§ **Jobs**:
1. Answer these questions about the book excerpt in one line each:
(a) What ISBN is listed for the hardback edition?
(b) Which city and state are given for Joe Hemmeter?
(c) What three subjects must students understand before reading the book?
2. Reproduce the part of the book excerpt that runs from "Mathematics for the" up to and including "1950–author. III. Title.".

Bindner, Donald, author.

Mathematics for the liberal arts / Donald Bindner, Department of Mathematics and Computer Science, Truman State University, Kirksville, MO, Martin J. Erickson, Department of Mathematics and Computer Science, Truman State University, Kirksville, MO, Joe Hemmeter, Farmington, MI.

pages cm

Includes bibliographical references and index.

ISBN 978-1-118-35291-5 (hardback)

1. Mathematics—History—Textbooks. I. Erickson, Martin J., 1963–author. II. Hemmeter, Joe, 1950–author. III. Title.

QA21.B56 2013

510.9—dc23

2012023745

To Linda, Christine, and Debbie

PREFACE

This book is an introduction to mathematics history and mathematical concepts for liberal arts students. Students majoring in all fields can understand and appreciate mathematics, and exposure to mathematics can enhance and invigorate students’ thinking.

The book can be used as the basis for introductory courses on mathematical thinking. These courses may have titles such as “Introduction to Mathematical Thinking.” We describe the history of mathematical discoveries in the context of the unfolding story of human thought. We explain why mathematical principles are true and how the mathematics works. The emphasis is on learning about mathematical ideas and applying mathematics to real-world settings. Summaries of historical background and mini-biographies of mathematicians are interspersed throughout the mathematical discussions.

What mathematical knowledge should students have to read this book? An understanding of basic arithmetic, algebra, and geometry is necessary. This material is often taught in high school or beginning college-level courses. Beyond this background, the book is self-contained. Students should be willing to read the text and work through the examples and exercises. In mathematics, the best way (perhaps the only way) to learn is by doing.

§ **Recorded information**:
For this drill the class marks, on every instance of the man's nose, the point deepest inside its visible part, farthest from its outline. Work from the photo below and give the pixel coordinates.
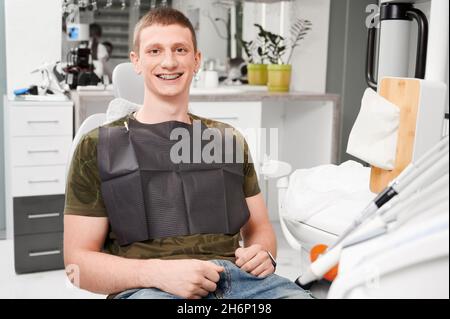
(169, 61)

§ **Results of the exercise**:
1.
(a) 978-1-118-35291-5
(b) Farmington, MI
(c) Basic arithmetic, algebra, and geometry

2.
Mathematics for the liberal arts / Donald Bindner, Department of Mathematics and Computer Science, Truman State University, Kirksville, MO, Martin J. Erickson, Department of Mathematics and Computer Science, Truman State University, Kirksville, MO, Joe Hemmeter, Farmington, MI.

pages cm

Includes bibliographical references and index.

ISBN 978-1-118-35291-5 (hardback)

1. Mathematics—History—Textbooks. I. Erickson, Martin J., 1963–author. II. Hemmeter, Joe, 1950–author. III. Title.